--- Problem description ---
Swap "fur blanket" for "wool blanket" in the lines starting at the one containing "target | carriage footboard" and ending at the end of the records, and give those lines again with nothing else changed.

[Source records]
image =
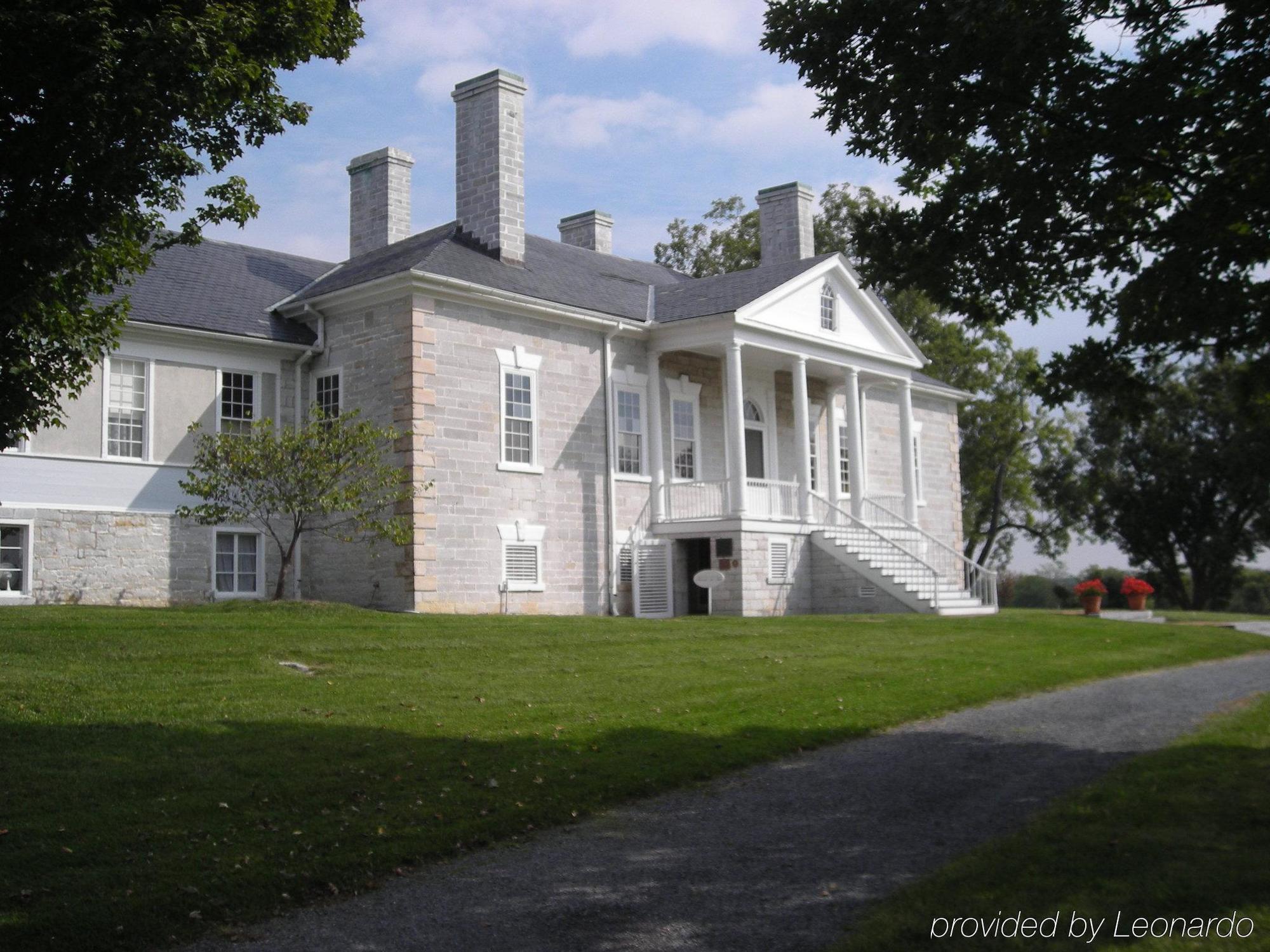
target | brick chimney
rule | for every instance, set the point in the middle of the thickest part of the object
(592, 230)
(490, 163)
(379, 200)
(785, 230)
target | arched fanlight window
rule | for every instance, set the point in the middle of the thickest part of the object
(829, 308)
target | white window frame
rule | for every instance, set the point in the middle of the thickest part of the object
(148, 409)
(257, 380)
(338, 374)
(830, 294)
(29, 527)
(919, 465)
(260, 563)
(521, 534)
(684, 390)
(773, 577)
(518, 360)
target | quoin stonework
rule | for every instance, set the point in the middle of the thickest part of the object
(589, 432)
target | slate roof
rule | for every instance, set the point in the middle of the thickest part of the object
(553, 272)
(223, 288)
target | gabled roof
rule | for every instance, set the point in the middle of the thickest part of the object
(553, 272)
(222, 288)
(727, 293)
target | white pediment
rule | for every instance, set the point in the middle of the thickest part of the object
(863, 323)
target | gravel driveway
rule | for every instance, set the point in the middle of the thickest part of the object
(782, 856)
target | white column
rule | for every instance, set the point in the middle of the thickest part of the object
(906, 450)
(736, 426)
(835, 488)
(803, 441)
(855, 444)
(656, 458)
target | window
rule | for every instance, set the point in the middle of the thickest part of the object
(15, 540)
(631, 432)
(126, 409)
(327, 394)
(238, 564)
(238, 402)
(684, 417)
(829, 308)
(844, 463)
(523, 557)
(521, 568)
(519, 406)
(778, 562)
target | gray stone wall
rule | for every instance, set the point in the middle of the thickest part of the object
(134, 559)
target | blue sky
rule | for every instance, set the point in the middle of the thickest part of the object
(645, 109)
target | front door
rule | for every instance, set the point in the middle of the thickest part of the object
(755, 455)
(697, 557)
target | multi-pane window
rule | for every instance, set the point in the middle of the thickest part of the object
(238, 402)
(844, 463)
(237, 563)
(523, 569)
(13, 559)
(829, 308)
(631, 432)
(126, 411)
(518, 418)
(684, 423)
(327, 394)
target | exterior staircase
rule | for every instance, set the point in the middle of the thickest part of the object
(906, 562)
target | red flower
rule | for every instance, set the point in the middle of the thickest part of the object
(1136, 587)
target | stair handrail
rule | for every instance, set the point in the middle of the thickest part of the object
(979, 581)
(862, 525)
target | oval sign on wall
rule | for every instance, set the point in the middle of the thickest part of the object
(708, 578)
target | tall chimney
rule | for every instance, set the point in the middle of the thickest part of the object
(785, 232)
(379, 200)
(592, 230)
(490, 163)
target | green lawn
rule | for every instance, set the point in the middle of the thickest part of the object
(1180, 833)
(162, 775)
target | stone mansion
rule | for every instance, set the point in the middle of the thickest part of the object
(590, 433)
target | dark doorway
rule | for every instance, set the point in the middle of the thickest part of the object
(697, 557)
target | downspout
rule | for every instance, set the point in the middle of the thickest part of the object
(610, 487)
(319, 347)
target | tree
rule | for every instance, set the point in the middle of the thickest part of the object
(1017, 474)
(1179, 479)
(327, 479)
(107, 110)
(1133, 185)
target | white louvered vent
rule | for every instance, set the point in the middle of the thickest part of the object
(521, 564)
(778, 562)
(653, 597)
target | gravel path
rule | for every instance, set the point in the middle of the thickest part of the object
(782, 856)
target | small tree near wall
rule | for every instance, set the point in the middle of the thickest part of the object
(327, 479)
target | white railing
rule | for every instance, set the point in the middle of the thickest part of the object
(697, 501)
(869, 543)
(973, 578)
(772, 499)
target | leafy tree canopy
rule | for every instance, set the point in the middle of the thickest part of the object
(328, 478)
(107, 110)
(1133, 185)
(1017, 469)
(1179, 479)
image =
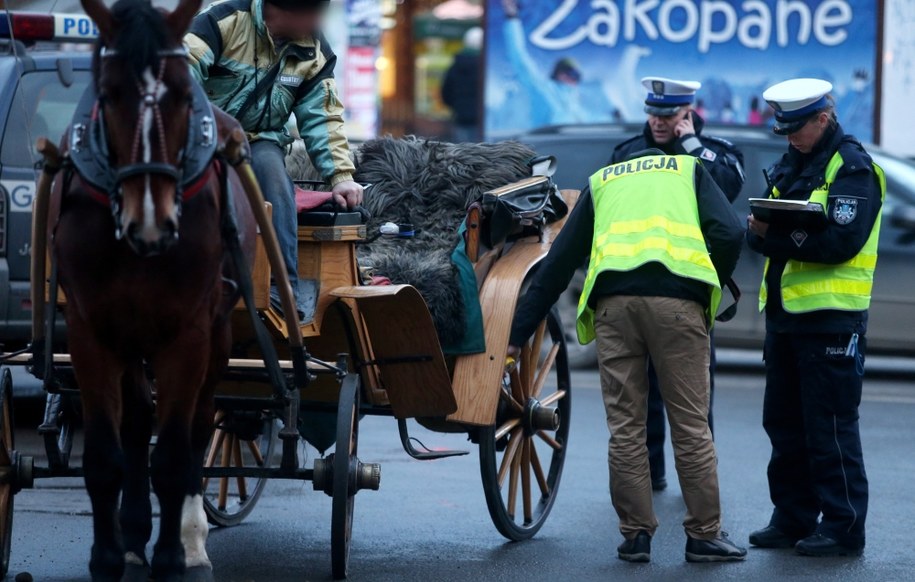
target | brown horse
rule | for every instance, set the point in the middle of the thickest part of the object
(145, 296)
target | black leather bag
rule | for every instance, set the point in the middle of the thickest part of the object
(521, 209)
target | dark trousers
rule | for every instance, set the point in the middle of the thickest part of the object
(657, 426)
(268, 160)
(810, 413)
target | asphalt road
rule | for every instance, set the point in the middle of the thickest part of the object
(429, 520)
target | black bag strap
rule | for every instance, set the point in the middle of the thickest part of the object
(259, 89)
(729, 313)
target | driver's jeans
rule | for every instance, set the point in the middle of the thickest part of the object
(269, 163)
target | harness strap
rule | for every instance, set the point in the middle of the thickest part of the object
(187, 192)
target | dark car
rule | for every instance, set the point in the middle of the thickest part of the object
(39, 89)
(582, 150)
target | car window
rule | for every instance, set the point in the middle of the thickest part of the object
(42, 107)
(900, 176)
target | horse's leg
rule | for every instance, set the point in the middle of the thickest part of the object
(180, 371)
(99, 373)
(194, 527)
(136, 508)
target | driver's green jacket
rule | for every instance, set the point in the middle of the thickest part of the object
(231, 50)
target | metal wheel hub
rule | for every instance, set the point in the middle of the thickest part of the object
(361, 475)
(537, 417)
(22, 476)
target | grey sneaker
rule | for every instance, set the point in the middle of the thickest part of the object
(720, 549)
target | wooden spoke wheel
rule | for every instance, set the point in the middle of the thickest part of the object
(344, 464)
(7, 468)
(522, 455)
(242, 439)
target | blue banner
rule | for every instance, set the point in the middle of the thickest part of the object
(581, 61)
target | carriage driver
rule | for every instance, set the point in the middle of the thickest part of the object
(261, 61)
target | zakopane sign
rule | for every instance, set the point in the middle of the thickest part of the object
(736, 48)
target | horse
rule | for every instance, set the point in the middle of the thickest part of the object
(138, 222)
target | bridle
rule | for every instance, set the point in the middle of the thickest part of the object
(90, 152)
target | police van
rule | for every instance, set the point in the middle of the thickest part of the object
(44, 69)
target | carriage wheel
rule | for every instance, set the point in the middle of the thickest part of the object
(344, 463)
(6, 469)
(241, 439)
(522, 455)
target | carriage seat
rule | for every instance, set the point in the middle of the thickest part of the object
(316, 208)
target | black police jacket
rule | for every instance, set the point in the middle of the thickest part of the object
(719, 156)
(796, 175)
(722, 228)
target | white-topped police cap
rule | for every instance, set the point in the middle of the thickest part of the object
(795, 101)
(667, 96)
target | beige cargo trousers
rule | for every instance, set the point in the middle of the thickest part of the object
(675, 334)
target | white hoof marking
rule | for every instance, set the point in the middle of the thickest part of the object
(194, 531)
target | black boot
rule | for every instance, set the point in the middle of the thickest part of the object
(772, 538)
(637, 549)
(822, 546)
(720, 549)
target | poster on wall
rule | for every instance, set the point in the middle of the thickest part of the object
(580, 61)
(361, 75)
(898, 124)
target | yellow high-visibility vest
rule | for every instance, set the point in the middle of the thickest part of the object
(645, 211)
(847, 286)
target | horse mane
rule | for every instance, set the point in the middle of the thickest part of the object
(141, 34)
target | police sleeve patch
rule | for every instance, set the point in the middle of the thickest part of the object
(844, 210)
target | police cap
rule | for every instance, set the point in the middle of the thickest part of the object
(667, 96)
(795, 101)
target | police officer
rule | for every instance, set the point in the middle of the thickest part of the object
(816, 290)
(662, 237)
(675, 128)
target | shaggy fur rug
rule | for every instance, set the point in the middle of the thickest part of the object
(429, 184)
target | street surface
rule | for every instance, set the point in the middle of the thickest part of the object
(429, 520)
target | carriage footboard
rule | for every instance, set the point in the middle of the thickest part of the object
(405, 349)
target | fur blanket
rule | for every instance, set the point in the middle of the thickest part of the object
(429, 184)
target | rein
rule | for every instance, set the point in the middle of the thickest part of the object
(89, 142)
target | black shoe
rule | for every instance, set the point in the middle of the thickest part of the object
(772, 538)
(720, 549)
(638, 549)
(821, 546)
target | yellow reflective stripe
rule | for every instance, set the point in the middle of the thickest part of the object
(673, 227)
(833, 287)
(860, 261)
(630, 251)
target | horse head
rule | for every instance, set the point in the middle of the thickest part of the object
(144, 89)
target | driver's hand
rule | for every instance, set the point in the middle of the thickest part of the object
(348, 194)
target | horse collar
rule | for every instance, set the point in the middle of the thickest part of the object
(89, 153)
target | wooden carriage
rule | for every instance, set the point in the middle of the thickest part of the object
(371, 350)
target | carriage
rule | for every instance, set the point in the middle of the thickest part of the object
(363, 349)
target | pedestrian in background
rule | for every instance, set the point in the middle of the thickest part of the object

--- Exercise answer ---
target | carriage footboard
rule | for every instance, set the point in the middle of the thickest part of the object
(405, 349)
target | wool blanket
rule | for every instance, set the point in the middle of the thickest part of the object
(429, 184)
target | rein
rule | for every instance, set the point in the middle of the thickest part of the object
(89, 142)
target | black shoe
rule | for every instance, set the point in the middle of the thickest part of the object
(772, 538)
(720, 549)
(638, 549)
(821, 546)
target | yellow reflective stripe
rule | for every instance, set the point in the middle of the thickest part of the object
(673, 227)
(833, 287)
(860, 261)
(630, 251)
target | horse head
rule | for every instance, set the point in the middle of the thickest part of the object
(144, 89)
target | driver's hand
rule | for every instance, set the point in the middle of the thickest part of the object
(348, 194)
target | horse collar
rule | for every instance, set the point in the middle of the thickest part of the object
(89, 153)
target | wooden carriage
rule | for every instance, set the point in the middle of the thickest part of the object
(371, 350)
target | carriage
rule | for every instance, set the point in the middle of the thickest part of the object
(363, 349)
target | pedestrian in background
rule | for every instance, set the point in the middle of the thickest part of the object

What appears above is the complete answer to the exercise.